§ **What you will do**
Retype each of the entries below exactly as written.

[Free-text object descriptions]
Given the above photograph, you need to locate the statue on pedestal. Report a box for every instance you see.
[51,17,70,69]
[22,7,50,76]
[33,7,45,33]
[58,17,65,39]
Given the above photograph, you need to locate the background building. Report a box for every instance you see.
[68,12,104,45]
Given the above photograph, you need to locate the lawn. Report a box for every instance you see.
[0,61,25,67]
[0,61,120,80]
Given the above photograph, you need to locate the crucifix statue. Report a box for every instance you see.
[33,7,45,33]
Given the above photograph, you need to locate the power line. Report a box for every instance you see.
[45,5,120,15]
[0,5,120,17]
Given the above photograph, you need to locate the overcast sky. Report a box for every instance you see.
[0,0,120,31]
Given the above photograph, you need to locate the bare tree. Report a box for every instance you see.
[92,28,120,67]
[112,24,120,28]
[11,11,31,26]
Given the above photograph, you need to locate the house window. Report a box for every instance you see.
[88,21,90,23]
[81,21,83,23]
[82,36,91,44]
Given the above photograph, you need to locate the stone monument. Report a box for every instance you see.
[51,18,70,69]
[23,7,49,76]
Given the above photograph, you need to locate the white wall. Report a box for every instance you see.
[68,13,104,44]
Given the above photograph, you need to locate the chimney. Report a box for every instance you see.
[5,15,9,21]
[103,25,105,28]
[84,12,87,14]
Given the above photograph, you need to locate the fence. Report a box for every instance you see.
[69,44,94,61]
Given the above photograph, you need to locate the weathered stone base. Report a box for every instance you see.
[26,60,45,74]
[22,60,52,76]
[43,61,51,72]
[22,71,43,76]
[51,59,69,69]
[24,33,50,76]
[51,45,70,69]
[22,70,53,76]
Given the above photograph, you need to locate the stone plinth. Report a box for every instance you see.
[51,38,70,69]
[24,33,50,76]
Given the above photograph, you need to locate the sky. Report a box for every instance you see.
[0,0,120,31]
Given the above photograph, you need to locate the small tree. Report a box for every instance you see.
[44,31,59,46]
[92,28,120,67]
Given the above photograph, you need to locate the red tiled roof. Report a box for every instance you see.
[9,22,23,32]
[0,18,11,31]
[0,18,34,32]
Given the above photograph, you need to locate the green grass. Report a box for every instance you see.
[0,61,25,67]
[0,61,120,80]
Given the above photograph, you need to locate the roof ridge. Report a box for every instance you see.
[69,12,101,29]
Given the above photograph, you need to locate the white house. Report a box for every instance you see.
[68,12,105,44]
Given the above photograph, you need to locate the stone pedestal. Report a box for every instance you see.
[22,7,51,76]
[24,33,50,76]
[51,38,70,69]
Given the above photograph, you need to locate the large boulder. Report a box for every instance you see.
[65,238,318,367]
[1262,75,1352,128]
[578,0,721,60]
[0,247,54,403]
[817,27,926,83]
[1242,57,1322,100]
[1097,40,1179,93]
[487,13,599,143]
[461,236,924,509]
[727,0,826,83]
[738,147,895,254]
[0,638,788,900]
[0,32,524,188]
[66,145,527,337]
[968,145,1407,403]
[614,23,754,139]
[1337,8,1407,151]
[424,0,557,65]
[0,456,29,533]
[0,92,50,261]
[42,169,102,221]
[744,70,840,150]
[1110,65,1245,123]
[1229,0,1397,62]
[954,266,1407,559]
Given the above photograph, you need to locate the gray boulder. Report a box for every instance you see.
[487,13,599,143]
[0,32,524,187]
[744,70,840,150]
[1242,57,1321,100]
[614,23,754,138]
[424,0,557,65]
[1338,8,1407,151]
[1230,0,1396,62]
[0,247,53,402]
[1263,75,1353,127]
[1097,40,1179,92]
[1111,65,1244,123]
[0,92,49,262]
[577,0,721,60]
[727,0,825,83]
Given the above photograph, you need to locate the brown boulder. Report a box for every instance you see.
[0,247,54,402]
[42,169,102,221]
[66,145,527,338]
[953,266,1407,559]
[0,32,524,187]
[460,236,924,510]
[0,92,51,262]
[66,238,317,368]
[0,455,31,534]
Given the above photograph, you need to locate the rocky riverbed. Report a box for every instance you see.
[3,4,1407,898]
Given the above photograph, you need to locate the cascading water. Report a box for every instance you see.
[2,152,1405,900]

§ **Result of the task**
Given the above photograph, you need to locate the statue on pedestal. Report a box for every instance you see.
[51,17,70,69]
[22,7,50,76]
[33,7,45,33]
[58,17,65,39]
Given the above photograph, you need to locate the background building. Report a box for every instance you see.
[68,12,104,45]
Given the above photograph, you need to locate the lawn. Report a box for every instance you see.
[0,61,25,67]
[0,61,120,80]
Given the above photograph, you need to locate the crucifix statue. Report a box for every instance you see.
[33,7,45,33]
Given the above photograph, you need to locate the power line. Report a box for every instance you see.
[45,5,120,15]
[0,5,120,17]
Given the above photograph, you need to locate the overcast sky. Report a box for every instance you see.
[0,0,120,31]
Given the above photograph, you need to locate the bare tree. Report a box for every instance you see.
[92,28,120,67]
[112,24,120,28]
[11,11,31,26]
Given the above photograph, you need to locate the house window. Report a box for every instance you see.
[88,21,90,23]
[81,21,83,23]
[82,36,91,44]
Given the above photograph, you need to locate the stone monument. Report a box for every instance you see.
[51,18,70,69]
[23,7,49,76]
Given the above photograph, you need to locate the white wall. Report a box for every instance you see.
[68,13,104,44]
Given the above photograph, you need to locate the chimney. Report a box for every instance you see.
[5,15,9,21]
[103,25,105,28]
[84,12,87,14]
Given the above photograph, you need to locate the fence. Report a box for every instance you see.
[69,44,94,61]
Given the above photograph, you need to locate the weathered stone base. Report a box for every instance you see.
[26,60,45,74]
[22,60,52,76]
[43,61,51,72]
[22,71,43,76]
[51,59,69,69]
[24,33,50,76]
[51,45,70,69]
[22,70,53,76]
Given the above photograph, you need to locate the stone plinth. Report a box for every instance you see.
[51,38,70,69]
[24,33,50,76]
Given the above photograph, you need to locate the sky. Report a box for every instance you see.
[0,0,120,31]
Given the above photograph, you need to locate the small tree. Report a box for every instance you see.
[44,31,59,46]
[92,28,120,67]
Given the above photograph, you need to locate the red tiled roof. Report a box for every instance you see.
[9,22,23,32]
[0,18,11,31]
[0,18,34,32]
Given the above photograph, you need to locate the green grass. Report a box for every instance you see.
[0,61,25,67]
[0,61,120,80]
Given the above photograph, you need to locate the roof ridge. Report a box for every instance you see.
[69,12,101,29]
Given the above photograph, you need to locate the white house. Report a box for every instance you see.
[68,12,105,44]
Given the above photograph, you need to locate the stone pedestal. Report a box for every instance you see.
[22,7,51,76]
[24,33,50,76]
[51,38,70,69]
Given the above photograph, you need to locate the large boulder. Report a box for every instance you see.
[65,238,318,367]
[1262,75,1352,128]
[578,0,721,60]
[0,247,54,403]
[817,27,926,83]
[1242,57,1322,100]
[1097,40,1179,93]
[487,13,599,143]
[461,236,924,509]
[727,0,826,83]
[738,147,895,254]
[0,638,788,900]
[0,32,524,188]
[66,145,527,337]
[968,145,1407,403]
[614,23,754,139]
[1337,8,1407,151]
[424,0,557,65]
[0,456,29,533]
[0,92,50,261]
[42,169,102,221]
[744,70,840,150]
[1110,65,1245,123]
[1229,0,1397,62]
[954,266,1407,559]
Given the above photograph, you need to locate the gray boulder. Report a box for every instance you see.
[487,13,599,143]
[0,32,524,187]
[744,70,840,150]
[1242,57,1321,100]
[614,23,754,138]
[424,0,557,65]
[1338,8,1407,151]
[1230,0,1396,62]
[0,247,53,402]
[1263,75,1353,127]
[1097,40,1179,92]
[1111,65,1244,123]
[0,92,49,262]
[577,0,721,60]
[727,0,825,83]
Given the above photograph, you need to locate the brown boulder. Report a box for every instance you see.
[0,247,54,402]
[42,169,102,221]
[66,145,527,338]
[953,266,1407,559]
[0,32,524,187]
[460,236,924,510]
[0,92,51,262]
[66,238,317,368]
[0,455,31,534]
Given the above photograph, you need to locate the rocky riverbed. Report a box for every instance you see.
[3,4,1407,898]
Given the above photograph, you need to locate the cascading water. Report a box for every instance you see.
[2,152,1405,900]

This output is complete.